Exercise instructions ▸ Reproduce the records from the line containing "Batch processing job — object class: teal seat." through the line containing "576 89 607 113", replacing "teal seat" with "blue seat" and leaving everything else as it is.

Exercise input ▸
-- Start --

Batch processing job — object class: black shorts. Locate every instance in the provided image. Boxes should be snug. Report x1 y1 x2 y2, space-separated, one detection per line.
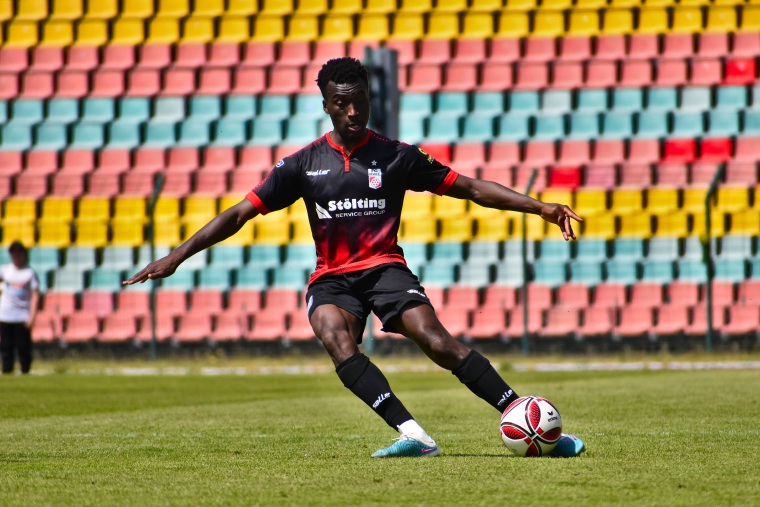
306 262 433 343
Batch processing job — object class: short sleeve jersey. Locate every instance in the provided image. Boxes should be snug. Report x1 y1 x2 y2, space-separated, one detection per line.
246 130 458 283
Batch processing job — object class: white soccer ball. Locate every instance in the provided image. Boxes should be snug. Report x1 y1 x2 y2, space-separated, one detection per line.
501 396 562 457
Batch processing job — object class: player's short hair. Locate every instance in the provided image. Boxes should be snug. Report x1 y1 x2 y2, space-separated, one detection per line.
317 56 369 97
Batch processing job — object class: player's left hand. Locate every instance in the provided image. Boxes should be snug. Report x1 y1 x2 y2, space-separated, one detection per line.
541 203 583 241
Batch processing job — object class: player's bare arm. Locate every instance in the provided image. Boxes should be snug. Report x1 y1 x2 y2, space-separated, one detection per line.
446 174 583 241
123 199 258 285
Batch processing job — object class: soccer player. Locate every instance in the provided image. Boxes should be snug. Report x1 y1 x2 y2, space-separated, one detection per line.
124 58 585 457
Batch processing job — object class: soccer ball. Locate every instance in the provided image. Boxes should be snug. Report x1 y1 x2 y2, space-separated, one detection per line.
501 396 562 456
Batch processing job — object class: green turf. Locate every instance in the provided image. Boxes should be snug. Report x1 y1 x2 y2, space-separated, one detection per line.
0 371 760 506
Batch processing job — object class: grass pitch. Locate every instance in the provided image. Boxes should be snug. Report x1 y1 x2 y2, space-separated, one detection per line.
0 364 760 506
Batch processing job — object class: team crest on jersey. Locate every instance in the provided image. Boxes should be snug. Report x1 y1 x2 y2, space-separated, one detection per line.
367 169 383 190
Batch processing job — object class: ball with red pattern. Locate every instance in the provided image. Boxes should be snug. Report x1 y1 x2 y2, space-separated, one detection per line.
501 396 562 457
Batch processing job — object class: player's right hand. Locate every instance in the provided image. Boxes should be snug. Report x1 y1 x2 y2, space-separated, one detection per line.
121 255 179 285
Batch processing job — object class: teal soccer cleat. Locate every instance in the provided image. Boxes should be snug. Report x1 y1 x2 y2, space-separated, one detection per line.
372 435 441 458
549 433 586 458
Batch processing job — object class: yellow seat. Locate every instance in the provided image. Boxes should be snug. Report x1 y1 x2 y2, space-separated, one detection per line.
610 189 644 215
251 16 285 42
287 16 319 41
647 187 678 215
567 9 599 36
496 11 530 38
460 12 494 39
321 16 354 42
671 7 702 33
636 7 668 34
706 7 737 33
121 0 153 19
531 11 565 37
182 16 214 44
145 18 179 44
216 16 251 43
573 190 607 215
111 19 145 46
40 21 74 47
393 14 425 40
602 9 633 35
74 19 108 46
5 21 39 48
49 0 83 21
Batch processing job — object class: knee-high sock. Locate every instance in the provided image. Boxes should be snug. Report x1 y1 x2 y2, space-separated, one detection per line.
451 350 519 412
336 352 413 431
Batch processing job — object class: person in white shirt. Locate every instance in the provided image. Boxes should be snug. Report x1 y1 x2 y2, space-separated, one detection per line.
0 241 40 373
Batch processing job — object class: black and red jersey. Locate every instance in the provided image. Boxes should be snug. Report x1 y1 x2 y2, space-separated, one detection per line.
246 130 458 283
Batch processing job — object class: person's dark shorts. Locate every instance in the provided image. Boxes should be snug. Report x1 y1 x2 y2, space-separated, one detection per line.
306 262 433 343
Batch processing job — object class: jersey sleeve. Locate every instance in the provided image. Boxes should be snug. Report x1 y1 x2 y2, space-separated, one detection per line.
405 146 459 195
245 156 301 215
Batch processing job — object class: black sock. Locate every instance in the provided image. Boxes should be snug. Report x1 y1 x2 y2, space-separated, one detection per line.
451 350 519 412
336 352 413 431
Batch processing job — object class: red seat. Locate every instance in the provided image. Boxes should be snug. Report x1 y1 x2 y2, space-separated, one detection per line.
723 58 757 85
662 139 697 163
541 307 580 337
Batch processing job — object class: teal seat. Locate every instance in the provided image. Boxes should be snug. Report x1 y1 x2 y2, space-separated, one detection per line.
636 111 668 139
0 122 32 151
680 86 712 111
248 245 280 269
604 259 638 285
224 95 256 120
209 245 245 269
45 99 79 124
250 118 282 146
602 112 633 139
612 88 644 112
569 260 603 285
533 259 567 287
11 99 45 125
673 112 705 138
541 90 573 114
498 113 529 141
198 266 232 290
189 95 222 122
576 89 607 113
34 123 68 151
177 118 211 146
462 115 494 142
715 86 749 111
212 117 248 146
647 88 678 111
233 266 269 290
459 262 491 288
81 98 116 123
143 120 177 148
259 95 290 120
532 115 565 141
641 259 675 283
118 97 150 123
431 241 464 264
107 120 140 149
568 113 600 139
71 123 105 150
707 110 741 137
509 91 541 115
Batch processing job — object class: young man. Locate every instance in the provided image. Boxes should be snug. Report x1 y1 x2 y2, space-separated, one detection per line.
124 58 584 457
0 241 40 373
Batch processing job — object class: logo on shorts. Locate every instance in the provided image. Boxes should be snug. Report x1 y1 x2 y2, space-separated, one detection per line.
367 169 383 190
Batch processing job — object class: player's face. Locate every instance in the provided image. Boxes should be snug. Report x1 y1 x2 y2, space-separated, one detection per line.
323 81 369 147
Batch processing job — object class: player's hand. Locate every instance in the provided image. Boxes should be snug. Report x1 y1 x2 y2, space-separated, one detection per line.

-- End --

Task solution ▸
Batch processing job — object class: blue seat. Locate every instance in the provided image. Boxes should be snug. Report x1 y1 x2 y2, space-separated, one detection per line.
636 111 668 139
0 122 32 151
680 86 712 111
248 245 280 269
604 259 638 285
224 95 256 120
209 245 245 269
45 99 79 124
250 118 282 146
602 112 633 139
612 88 644 112
569 260 603 285
533 259 567 287
11 99 45 125
673 112 705 138
541 90 573 114
498 113 529 141
198 266 232 290
189 95 222 122
576 89 607 113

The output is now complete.